- **DIRECTIVES**:
a – According to the Cop Land review, which actor plays the cop whom Annabella Sciorra's character marries?
b – Write out every one of the records that follow the Cop Land review, word for word, and omit the pictures.

— start of PAGE —

The Stop Button




Cop Land (1997, James Mangold)


Cop Land either has a lot of story going on and not enough content or a lot of content going on and not enough story. Also you could do variations of those statements with “plot.” Writer and director Mangold toggles Cop Land between two plot lines. First is lead Sylvester Stallone. Second is this big police corruption and cover-up story with Harvey Keitel, Robert De Niro, Robert Patrick, and Michael Rapaport. And some other guys. It’s the bigger story. Ray Liotta floats between, on his own thing. Almost everyone in Cop Land has their own story going and Mangold’s just checking in on it as background every once in a while. It creates this feeling of depth, even though there hasn’t actually been any plot development. The actors help.

But Mangold doesn’t have the same approach to narrative between the plot lines. Stallone’s in this character study, De Niro and Keitel are in this detached procedural. Stallone’s story could be a procedural, it would make sense for it to be a procedural–even De Niro tells him it ought to be a procedural–but Mangold keeps it a character study. All the way to the problematic ending.

Because as impressive as Mangold gets in Cop Land–and the film’s superbly acted, directed, written, photographed–but Mangold can’t bring it all together. He starts showing his inability to commingle his plot lines with Annabella Sciorra’s increased presence in the film. She’s good and she should have a good part. As teenagers, Stallone saved her, going partially deaf in the process. He could never become a cop (his dream) and Sciorra ends up marrying a shitbag cop (Peter Berg–who’s so good playing a shitbag) who’s terrible to her. Mangold’s plot presents him with some opportunity for Sciorra’s character to have a good arc, but he skips it. It’s a distraction and he wants to stay focused on something else.

— end of PAGE —
— start of DATA SHOWN —

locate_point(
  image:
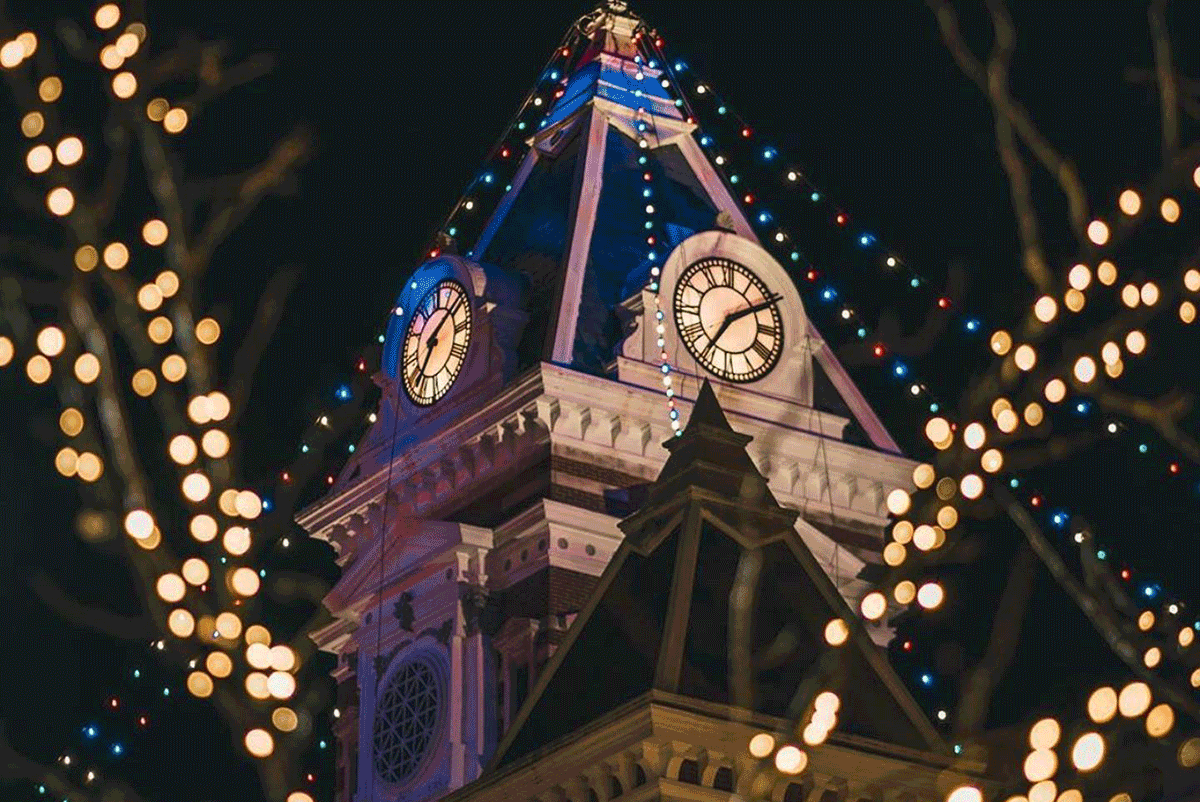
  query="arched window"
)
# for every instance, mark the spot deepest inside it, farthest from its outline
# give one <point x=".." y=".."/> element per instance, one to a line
<point x="407" y="718"/>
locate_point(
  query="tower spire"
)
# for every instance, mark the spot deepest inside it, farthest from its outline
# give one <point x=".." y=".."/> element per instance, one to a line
<point x="612" y="28"/>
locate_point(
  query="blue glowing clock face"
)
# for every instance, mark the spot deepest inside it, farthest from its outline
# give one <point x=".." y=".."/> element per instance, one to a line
<point x="729" y="319"/>
<point x="436" y="342"/>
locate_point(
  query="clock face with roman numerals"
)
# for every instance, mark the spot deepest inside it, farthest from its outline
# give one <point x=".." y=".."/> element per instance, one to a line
<point x="436" y="342"/>
<point x="729" y="319"/>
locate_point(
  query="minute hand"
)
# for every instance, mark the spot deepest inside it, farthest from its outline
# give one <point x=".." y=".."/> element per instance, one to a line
<point x="742" y="313"/>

— end of DATA SHOWN —

- **LIST OF SOLUTIONS**:
a – Peter Berg

b –
locate_point(
  image:
  query="arched window"
)
# for every instance, mark the spot deepest inside it, farthest from its outline
# give one <point x=".." y=".."/> element per instance, one to a line
<point x="407" y="718"/>
locate_point(
  query="tower spire"
)
# for every instance, mark the spot deepest inside it, farthest from its outline
# give one <point x=".." y=".."/> element per instance, one to a line
<point x="612" y="28"/>
locate_point(
  query="blue glowing clock face"
)
# for every instance, mark the spot deepest inside it, farthest from its outline
# give one <point x=".." y=".."/> element per instance, one to a line
<point x="729" y="319"/>
<point x="436" y="342"/>
locate_point(
  query="clock face with roman numerals"
)
# for every instance, mark the spot deepest inside it, farthest from its outline
# give one <point x=".." y=".."/> element per instance, one to a line
<point x="436" y="342"/>
<point x="729" y="319"/>
locate_point(
  query="minute hand"
)
# for every instance, mark the spot deepest inside it, farthest from its outline
# give one <point x=".." y=".."/> element per instance, one to a line
<point x="742" y="313"/>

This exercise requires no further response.